--- Prompt ---
The expected output is the set of lines below beginning at the one that contains "Tag the off-road" and ending at the final line, reproduced exactly.

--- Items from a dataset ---
----------

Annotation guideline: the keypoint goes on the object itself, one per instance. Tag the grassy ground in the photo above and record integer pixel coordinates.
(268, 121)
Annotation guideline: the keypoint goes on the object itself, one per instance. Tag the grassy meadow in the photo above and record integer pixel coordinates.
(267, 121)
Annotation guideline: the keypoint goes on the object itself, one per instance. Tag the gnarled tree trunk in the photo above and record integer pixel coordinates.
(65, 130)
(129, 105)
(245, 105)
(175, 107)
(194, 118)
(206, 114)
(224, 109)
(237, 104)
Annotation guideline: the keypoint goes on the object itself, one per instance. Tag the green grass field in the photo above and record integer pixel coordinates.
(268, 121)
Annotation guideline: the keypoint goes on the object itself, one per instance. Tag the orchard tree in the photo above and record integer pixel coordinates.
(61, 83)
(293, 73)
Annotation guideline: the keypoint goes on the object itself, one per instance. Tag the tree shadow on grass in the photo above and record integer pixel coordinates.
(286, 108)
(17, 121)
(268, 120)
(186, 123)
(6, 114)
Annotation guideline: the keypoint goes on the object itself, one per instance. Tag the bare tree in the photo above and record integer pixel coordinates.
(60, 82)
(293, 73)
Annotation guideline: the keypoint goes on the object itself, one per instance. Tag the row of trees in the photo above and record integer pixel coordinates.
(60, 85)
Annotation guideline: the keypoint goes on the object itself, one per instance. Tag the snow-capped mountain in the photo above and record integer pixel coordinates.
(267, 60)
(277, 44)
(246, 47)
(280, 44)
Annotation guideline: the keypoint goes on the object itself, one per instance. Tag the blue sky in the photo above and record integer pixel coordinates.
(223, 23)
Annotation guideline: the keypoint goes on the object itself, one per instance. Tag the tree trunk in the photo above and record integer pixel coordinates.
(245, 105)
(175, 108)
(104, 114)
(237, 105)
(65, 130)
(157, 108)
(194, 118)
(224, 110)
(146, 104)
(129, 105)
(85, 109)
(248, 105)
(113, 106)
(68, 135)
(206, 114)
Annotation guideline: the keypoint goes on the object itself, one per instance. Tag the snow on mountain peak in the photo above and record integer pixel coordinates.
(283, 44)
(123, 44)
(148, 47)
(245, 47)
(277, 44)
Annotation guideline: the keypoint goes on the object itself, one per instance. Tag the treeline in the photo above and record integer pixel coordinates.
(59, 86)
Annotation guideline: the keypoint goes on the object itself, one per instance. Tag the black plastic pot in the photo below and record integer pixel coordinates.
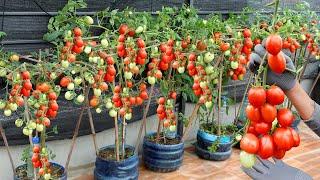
(205, 140)
(112, 170)
(162, 158)
(63, 177)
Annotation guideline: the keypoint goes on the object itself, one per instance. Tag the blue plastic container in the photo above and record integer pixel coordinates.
(63, 177)
(112, 170)
(205, 140)
(160, 157)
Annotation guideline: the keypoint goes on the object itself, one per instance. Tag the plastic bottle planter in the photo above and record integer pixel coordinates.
(160, 157)
(112, 170)
(56, 167)
(205, 140)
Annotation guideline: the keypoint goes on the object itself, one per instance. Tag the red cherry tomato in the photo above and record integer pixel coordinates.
(250, 143)
(257, 96)
(266, 146)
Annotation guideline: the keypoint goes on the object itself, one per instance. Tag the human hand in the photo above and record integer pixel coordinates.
(266, 170)
(285, 81)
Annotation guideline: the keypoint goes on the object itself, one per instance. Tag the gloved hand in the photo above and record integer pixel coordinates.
(267, 170)
(285, 81)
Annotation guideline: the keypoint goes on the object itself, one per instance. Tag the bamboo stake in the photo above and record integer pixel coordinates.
(314, 84)
(26, 114)
(116, 137)
(190, 121)
(243, 98)
(144, 119)
(76, 131)
(219, 100)
(93, 132)
(4, 137)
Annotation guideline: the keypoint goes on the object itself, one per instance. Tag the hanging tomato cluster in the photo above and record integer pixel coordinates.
(165, 110)
(269, 133)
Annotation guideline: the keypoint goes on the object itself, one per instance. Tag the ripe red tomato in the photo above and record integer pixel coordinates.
(64, 82)
(277, 63)
(274, 44)
(140, 43)
(296, 137)
(268, 112)
(266, 146)
(253, 113)
(25, 75)
(257, 96)
(246, 33)
(279, 153)
(283, 138)
(250, 143)
(123, 28)
(77, 31)
(275, 95)
(262, 127)
(285, 117)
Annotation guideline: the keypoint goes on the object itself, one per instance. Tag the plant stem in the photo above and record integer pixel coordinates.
(93, 132)
(116, 137)
(219, 101)
(76, 131)
(314, 84)
(26, 115)
(243, 98)
(123, 137)
(144, 119)
(190, 120)
(4, 137)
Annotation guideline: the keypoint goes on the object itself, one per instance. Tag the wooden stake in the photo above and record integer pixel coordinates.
(144, 119)
(4, 137)
(190, 121)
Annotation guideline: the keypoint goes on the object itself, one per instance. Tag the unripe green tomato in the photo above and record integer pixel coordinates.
(65, 64)
(151, 80)
(18, 122)
(104, 43)
(97, 92)
(7, 112)
(98, 110)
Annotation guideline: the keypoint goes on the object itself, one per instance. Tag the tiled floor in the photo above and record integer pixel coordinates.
(305, 157)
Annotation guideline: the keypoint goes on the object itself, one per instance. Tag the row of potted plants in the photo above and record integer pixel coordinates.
(116, 60)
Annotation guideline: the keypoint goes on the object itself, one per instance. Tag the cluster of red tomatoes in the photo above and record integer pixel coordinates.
(22, 87)
(38, 159)
(167, 54)
(276, 60)
(165, 110)
(122, 101)
(267, 136)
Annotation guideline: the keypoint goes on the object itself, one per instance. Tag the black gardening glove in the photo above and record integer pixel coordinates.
(285, 81)
(277, 170)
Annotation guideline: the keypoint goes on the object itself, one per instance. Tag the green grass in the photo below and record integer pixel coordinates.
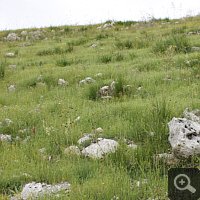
(144, 58)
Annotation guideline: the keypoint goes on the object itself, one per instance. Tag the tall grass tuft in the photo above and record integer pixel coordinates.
(2, 70)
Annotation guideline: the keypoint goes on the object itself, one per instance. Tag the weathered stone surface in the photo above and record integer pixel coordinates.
(104, 146)
(184, 136)
(10, 54)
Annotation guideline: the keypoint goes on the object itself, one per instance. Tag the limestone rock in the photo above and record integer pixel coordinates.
(34, 190)
(184, 137)
(104, 146)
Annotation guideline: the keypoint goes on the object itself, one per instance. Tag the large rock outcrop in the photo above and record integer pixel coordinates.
(185, 135)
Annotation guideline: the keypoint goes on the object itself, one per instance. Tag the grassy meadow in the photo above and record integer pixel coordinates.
(156, 56)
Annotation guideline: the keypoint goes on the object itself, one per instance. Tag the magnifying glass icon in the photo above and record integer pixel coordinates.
(188, 186)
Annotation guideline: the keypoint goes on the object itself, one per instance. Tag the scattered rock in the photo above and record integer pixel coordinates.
(97, 150)
(10, 54)
(184, 136)
(34, 190)
(12, 66)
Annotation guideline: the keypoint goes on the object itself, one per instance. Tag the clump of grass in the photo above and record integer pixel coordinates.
(128, 44)
(179, 43)
(179, 30)
(77, 42)
(92, 91)
(119, 45)
(106, 58)
(119, 86)
(64, 62)
(2, 70)
(132, 55)
(56, 50)
(119, 57)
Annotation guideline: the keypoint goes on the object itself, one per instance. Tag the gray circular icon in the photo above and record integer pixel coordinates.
(181, 182)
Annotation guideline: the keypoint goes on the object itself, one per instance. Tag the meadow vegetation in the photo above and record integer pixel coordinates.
(157, 57)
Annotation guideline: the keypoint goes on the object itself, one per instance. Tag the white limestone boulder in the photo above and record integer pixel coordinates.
(184, 137)
(35, 190)
(97, 150)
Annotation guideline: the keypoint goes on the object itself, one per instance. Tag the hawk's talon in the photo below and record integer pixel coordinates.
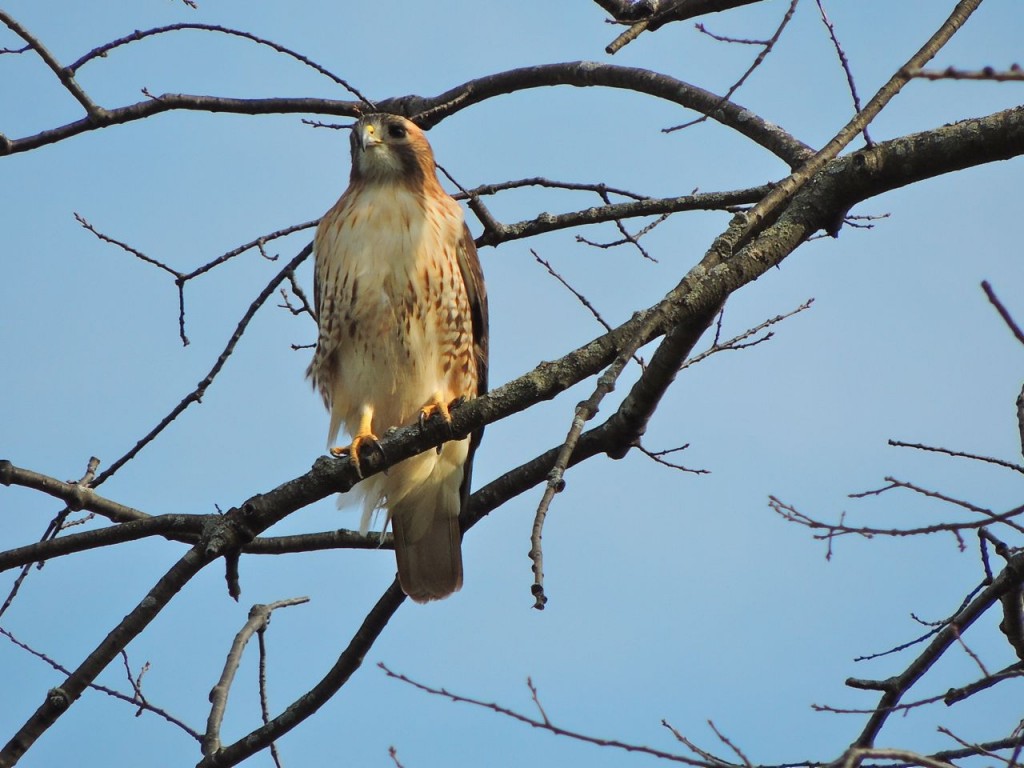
(352, 452)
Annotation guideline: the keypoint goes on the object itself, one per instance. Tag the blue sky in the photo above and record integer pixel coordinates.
(673, 596)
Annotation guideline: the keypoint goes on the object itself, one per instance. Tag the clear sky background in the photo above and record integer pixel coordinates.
(672, 595)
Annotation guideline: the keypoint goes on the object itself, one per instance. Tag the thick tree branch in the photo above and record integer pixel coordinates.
(761, 213)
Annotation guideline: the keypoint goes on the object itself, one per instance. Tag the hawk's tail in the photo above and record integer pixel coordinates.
(429, 567)
(425, 520)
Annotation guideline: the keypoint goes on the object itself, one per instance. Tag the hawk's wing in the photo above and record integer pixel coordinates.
(472, 278)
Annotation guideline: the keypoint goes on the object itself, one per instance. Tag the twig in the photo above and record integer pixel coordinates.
(958, 454)
(725, 740)
(958, 694)
(580, 297)
(544, 723)
(767, 47)
(739, 342)
(1014, 74)
(259, 616)
(102, 50)
(845, 64)
(855, 756)
(764, 211)
(197, 394)
(1001, 309)
(658, 457)
(136, 699)
(600, 188)
(66, 76)
(585, 411)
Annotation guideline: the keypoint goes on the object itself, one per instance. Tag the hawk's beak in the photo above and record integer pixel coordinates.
(368, 136)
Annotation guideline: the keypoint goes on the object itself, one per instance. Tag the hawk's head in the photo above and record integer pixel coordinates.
(388, 147)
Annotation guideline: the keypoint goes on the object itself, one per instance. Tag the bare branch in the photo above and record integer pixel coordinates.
(259, 617)
(765, 210)
(958, 454)
(657, 16)
(1001, 309)
(767, 47)
(137, 698)
(1014, 74)
(544, 723)
(66, 76)
(102, 50)
(582, 299)
(845, 64)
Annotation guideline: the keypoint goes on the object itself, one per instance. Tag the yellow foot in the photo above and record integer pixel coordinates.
(353, 450)
(437, 404)
(364, 434)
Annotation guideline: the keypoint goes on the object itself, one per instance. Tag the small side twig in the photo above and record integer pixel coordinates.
(845, 64)
(259, 616)
(136, 699)
(544, 724)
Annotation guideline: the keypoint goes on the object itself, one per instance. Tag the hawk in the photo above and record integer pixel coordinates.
(402, 317)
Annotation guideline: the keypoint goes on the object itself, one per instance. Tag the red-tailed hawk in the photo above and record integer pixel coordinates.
(402, 335)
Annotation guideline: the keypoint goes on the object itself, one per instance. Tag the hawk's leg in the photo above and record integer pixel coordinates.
(364, 434)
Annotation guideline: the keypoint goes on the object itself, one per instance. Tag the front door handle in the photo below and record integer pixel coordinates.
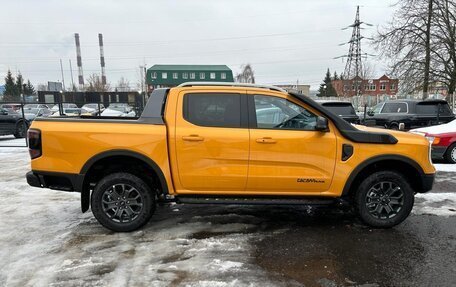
(193, 138)
(266, 140)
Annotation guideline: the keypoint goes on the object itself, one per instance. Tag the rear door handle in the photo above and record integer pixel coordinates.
(266, 140)
(193, 138)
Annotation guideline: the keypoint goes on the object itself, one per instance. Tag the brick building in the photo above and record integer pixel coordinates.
(383, 86)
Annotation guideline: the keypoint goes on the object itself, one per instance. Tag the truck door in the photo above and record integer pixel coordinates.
(211, 142)
(287, 154)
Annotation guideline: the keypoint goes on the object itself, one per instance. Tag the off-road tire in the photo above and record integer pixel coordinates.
(450, 154)
(366, 188)
(102, 194)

----------

--- Task output ---
Annotation guideline: the keypoint goes on the object itself, one per instance. Tag the off-road tire in the photo above and record integer pixel coordinates.
(450, 154)
(366, 188)
(102, 194)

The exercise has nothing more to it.